_Document excerpt_.
----------------

Trial Law "Tip" of the Week—TIP #4
by Roy D. Wasson
Board Certified in Appellate Practice
Taking the Wind Out of Their Sails
List Mates:
You probably have had clients who have had a drinking problem or used drugs in their past, or who have other skeletons in their closet which are irrelevant to the present personal injury or wrongful death case. Of course you are going to file a Motion in Limine on those issues, citing some of the recent cases keeping such evidence out, like Mount v. Camelot Care Center, 816 So. 2d 669 (Fla. 3d DCA 2002)(my win) and Smith v. Hooligan's Pub & Oyster Bar, 753 So. 2d 596 (Fla. 3d DCA 2000).
But what if you lose that Motion in Limine? Don't you just hate appellate co-counsel who are always on your case to OBJECT! OBJECT! OBJECT!(?) Don't they know that the jury is going to hold it against your client if you are viewed as trying to hide evidence by objecting? Don't those academic types understand that the game plan is to win a big verdict in the first place, not to lose and then get a second shot on appeal? Now maybe those appellate co-counsel will back off a little. It has been fourteen months since the Supreme Court gave trial lawyers in civil cases some breathing room from the age-old mantra that IF THE MOTION IN LIMINE IS DENIED, YOU STILL HAVE TO RENEW THE OBJECTION WHEN THE EVIDENCE IS OFFERED. Now that ain't necessarily so, but here is a word or two of caution.
In October of last year the Florida Supreme Court decided Sheffield v. Superior Ins. Co., 800 So. 2d 197 (Fla. 2001) (attached). That decision will likely have more impact on courtroom trial procedure than 99 out of 100 Supreme Court cases ever do. In Sheffield, the Supreme Court had the good sense to follow two Third DCA cases in which trial judges had erroneously denied motions in limine about the plaintiffs' prior alcoholism and character flaws, and which had held that the plaintiffs' attorneys' efforts to minimize the harm by broaching the topic with the jury in voir dire, opening and their case-in-chief was not a waiver of the error for appellate purposes. Boiled to its essence, the case holds:
We hold that once a trial court makes an unequivocal ruling admitting evidence over a movant's motion in limine, the movant's subsequent introduction of that evidence does not constitute a waiver of the error for appellate review."

----------------

_Task requirements_. Please return the stretch of the trial law tip above word for word, starting at the words "But what if" and stopping after "two of caution.".

----------------

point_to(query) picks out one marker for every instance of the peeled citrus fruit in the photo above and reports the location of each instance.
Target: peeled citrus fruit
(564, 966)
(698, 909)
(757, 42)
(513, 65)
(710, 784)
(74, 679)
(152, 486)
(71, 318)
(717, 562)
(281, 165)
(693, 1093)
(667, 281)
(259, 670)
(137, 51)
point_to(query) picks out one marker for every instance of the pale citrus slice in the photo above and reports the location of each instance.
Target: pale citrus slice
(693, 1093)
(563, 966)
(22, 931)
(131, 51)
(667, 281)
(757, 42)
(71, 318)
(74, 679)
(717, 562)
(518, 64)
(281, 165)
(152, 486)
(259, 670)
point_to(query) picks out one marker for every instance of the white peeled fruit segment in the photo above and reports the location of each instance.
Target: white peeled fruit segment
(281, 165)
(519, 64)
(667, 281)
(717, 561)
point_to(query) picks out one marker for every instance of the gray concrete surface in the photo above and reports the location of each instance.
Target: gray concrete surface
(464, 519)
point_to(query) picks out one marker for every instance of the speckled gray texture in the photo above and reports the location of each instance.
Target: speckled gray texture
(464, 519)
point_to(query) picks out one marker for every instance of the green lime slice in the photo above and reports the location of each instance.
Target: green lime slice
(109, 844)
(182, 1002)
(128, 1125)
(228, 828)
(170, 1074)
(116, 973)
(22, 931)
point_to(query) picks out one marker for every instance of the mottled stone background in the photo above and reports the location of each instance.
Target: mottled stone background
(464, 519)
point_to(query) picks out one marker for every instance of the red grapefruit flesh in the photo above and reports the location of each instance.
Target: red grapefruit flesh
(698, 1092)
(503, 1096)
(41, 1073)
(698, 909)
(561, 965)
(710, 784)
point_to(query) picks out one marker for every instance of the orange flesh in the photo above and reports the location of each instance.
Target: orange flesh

----------------

_Solution for this exercise_.
But what if you lose that Motion in Limine? Don't you just hate appellate co-counsel who are always on your case to OBJECT! OBJECT! OBJECT!(?) Don't they know that the jury is going to hold it against your client if you are viewed as trying to hide evidence by objecting? Don't those academic types understand that the game plan is to win a big verdict in the first place, not to lose and then get a second shot on appeal? Now maybe those appellate co-counsel will back off a little. It has been fourteen months since the Supreme Court gave trial lawyers in civil cases some breathing room from the age-old mantra that IF THE MOTION IN LIMINE IS DENIED, YOU STILL HAVE TO RENEW THE OBJECTION WHEN THE EVIDENCE IS OFFERED. Now that ain't necessarily so, but here is a word or two of caution.